2010-08-02 23:47:00 | 教養・ドキュメンタリー

 録画してあった番組を帰宅後に早速視聴しました。民間放送教育協会制作のドキュメンタリー番組、「発見!人間力」(信越放送、2日放送)。今回は、記念すべき100回目でした。

 その第100回目は、「戦争の無い世界へ~紙芝居に込めた祈り~」。静岡県伊豆市の妙蔵寺の僧侶、佐治麻希さん(23)が主役です。

 佐治さんは小学6年生の頃から11年間、紙芝居で平和を訴え続け、原爆の悲惨さを伝える紙芝居の読み語りの上演回数は250回以上になるそうです。

 冒頭、ニューヨークの街角で「禎子ちゃんは生きたい思いを込めて鶴を折り続けたんです」と折鶴を見せ、「禎子ちゃんのことを知っていますか?」と問いかける彼女の姿をテレビカメラが追います。

「禎子ちゃん」とは、広島で2歳のときに被爆し、白血病で12年という短い生涯を終えた佐々木禎子さんのことです。小学校2年生の時に広島を訪れた佐治さんが、自分にも何かできないかと、思い当たったのが紙芝居の読み語りだったそうです。

 佐治さんは、今年の5月に国連本部で行なわれたNPT再検討会議に合わせた平和集会で紙芝居の上演を要請され、渡米したとのこと。佐治さんの紙芝居を見たお年寄りからも、「物語を伝えるだけでなく 心を伝えている」と絶賛されました。

 佐治さんは言います。「禎子さんは決して米軍を憎まなかった。憎しみあいは憎しみしか生まないけれども、許しあいの心からは、新たな希望が生まれる」。本当に、その通りだと思います。

 「ねたみ、自分勝手な気持ち どんどん大きくなって 戦争につながっていると思う。自分自身の心の戦争からなくしていくことで平和は始まっていく」・・・佐治さんの言葉です。

 番組の最後で彼女は、こう語りかけます。「平和を祈る心は国境を越えて たった一つ」。渡米しての実感でしょう。久しぶりに心が洗われる、そんな番組でした。
━━━━━━━━━━
- _小問 A_
エントリのうち、「Per instance of the side」を含む行から始まりエントリの末尾で終わる部分を、「door handle」を「door knob」に置き換えて示してください。それ以外は一切変えないでください。
記事とエントリの間に関連はありません。

[座標ラベル付けデータ]
━━━━━━━━━━
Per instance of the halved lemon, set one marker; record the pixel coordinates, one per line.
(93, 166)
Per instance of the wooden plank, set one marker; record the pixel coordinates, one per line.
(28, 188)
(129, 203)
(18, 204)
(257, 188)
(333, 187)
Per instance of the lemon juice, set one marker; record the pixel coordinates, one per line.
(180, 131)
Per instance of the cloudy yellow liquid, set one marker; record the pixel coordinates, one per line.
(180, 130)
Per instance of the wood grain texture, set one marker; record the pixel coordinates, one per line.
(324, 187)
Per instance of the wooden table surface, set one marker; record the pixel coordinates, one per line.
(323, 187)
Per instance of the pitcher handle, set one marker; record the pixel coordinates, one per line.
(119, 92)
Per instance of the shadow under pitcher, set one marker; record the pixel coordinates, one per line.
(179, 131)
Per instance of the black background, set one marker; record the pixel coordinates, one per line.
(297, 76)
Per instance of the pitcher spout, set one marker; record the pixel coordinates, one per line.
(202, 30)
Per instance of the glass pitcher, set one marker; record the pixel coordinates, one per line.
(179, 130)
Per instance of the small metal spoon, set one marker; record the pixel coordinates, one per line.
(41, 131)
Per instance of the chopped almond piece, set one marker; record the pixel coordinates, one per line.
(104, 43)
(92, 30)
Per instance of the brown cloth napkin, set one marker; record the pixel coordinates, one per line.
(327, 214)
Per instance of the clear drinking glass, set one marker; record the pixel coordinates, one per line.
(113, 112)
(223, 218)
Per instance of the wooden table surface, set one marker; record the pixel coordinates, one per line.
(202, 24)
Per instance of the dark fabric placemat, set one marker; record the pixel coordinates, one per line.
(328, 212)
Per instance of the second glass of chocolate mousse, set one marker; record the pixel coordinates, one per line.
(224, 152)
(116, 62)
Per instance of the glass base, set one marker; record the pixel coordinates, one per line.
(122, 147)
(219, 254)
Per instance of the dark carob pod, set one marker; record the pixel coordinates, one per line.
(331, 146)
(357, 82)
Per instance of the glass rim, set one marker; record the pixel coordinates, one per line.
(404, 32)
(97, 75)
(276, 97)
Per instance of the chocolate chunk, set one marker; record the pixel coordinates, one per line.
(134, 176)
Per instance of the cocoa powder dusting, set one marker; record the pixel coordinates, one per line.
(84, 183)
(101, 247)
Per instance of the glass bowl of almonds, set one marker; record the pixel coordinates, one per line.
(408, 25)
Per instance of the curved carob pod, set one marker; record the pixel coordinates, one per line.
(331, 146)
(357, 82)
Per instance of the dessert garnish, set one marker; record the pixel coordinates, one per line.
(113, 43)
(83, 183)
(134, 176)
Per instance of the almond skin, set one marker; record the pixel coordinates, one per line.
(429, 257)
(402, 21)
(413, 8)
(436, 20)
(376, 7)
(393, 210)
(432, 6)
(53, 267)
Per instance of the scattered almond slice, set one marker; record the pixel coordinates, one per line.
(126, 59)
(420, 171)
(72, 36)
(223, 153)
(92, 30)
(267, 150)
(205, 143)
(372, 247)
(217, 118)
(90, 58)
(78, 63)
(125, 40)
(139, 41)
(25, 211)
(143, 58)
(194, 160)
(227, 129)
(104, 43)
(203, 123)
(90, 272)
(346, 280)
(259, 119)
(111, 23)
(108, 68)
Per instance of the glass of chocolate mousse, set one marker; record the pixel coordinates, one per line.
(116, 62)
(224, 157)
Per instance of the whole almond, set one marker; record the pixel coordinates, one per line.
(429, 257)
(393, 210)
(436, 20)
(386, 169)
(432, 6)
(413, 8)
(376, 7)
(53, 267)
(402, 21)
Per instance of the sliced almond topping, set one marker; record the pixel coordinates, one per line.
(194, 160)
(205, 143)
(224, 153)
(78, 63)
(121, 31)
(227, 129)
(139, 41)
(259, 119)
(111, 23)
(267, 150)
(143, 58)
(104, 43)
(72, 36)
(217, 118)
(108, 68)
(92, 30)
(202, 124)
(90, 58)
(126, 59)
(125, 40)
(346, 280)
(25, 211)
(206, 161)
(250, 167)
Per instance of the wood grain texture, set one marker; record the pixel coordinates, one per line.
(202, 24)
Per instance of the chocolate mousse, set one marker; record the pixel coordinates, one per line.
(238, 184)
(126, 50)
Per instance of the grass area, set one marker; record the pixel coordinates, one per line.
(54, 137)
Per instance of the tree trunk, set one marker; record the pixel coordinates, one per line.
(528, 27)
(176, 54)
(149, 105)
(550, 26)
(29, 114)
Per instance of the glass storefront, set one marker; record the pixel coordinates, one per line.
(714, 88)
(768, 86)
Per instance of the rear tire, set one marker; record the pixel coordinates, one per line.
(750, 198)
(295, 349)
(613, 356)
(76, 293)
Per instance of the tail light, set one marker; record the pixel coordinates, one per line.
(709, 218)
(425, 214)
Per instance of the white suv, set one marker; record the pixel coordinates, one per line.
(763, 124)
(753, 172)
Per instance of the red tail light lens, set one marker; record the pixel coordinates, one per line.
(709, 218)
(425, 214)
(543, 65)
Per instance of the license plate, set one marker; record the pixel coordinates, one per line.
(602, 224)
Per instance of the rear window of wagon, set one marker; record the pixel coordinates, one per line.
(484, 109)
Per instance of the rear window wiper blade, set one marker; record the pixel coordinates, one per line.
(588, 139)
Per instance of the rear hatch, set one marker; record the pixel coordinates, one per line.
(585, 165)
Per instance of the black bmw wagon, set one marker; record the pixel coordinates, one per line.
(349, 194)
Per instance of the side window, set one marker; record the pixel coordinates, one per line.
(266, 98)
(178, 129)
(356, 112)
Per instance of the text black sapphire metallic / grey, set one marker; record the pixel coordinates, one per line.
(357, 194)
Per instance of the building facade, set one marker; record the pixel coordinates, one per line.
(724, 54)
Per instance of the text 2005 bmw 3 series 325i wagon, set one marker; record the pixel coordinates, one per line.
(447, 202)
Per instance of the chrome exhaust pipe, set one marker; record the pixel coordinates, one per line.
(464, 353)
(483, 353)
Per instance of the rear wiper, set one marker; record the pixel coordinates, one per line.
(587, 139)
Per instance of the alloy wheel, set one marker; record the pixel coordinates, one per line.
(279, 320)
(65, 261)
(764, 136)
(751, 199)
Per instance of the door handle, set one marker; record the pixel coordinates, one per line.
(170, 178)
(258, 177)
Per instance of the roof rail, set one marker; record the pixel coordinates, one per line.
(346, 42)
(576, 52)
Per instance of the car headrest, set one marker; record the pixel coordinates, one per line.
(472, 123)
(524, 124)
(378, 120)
━━━━━━━━━━
- _小問 B_
記事に基づいて次の問いに答えてください。
(i) 佐治麻希さんは何歳と紹介されていますか。
(ii) 原爆の悲惨さを伝える紙芝居の上演回数は何回以上ですか。
(iii) 佐々木禎子さんが広島で被爆したのは何歳のときですか。

- _解答 A_
Per instance of the side window, set one marker; record the pixel coordinates, one per line.
(266, 98)
(178, 129)
(356, 112)
Per instance of the text black sapphire metallic / grey, set one marker; record the pixel coordinates, one per line.
(357, 194)
Per instance of the building facade, set one marker; record the pixel coordinates, one per line.
(724, 54)
Per instance of the text 2005 bmw 3 series 325i wagon, set one marker; record the pixel coordinates, one per line.
(447, 202)
Per instance of the chrome exhaust pipe, set one marker; record the pixel coordinates, one per line.
(464, 353)
(483, 353)
Per instance of the rear wiper, set one marker; record the pixel coordinates, one per line.
(587, 139)
Per instance of the alloy wheel, set one marker; record the pixel coordinates, one per line.
(279, 320)
(65, 261)
(764, 136)
(751, 199)
Per instance of the door knob, set one marker; record the pixel coordinates, one per line.
(170, 178)
(258, 177)
Per instance of the roof rail, set one marker; record the pixel coordinates, one per line.
(346, 42)
(576, 52)
Per instance of the car headrest, set one marker; record the pixel coordinates, one per line.
(472, 123)
(524, 124)
(378, 120)

- _解答 B_
(i) 23歳
(ii) 250回以上
(iii) 2歳のとき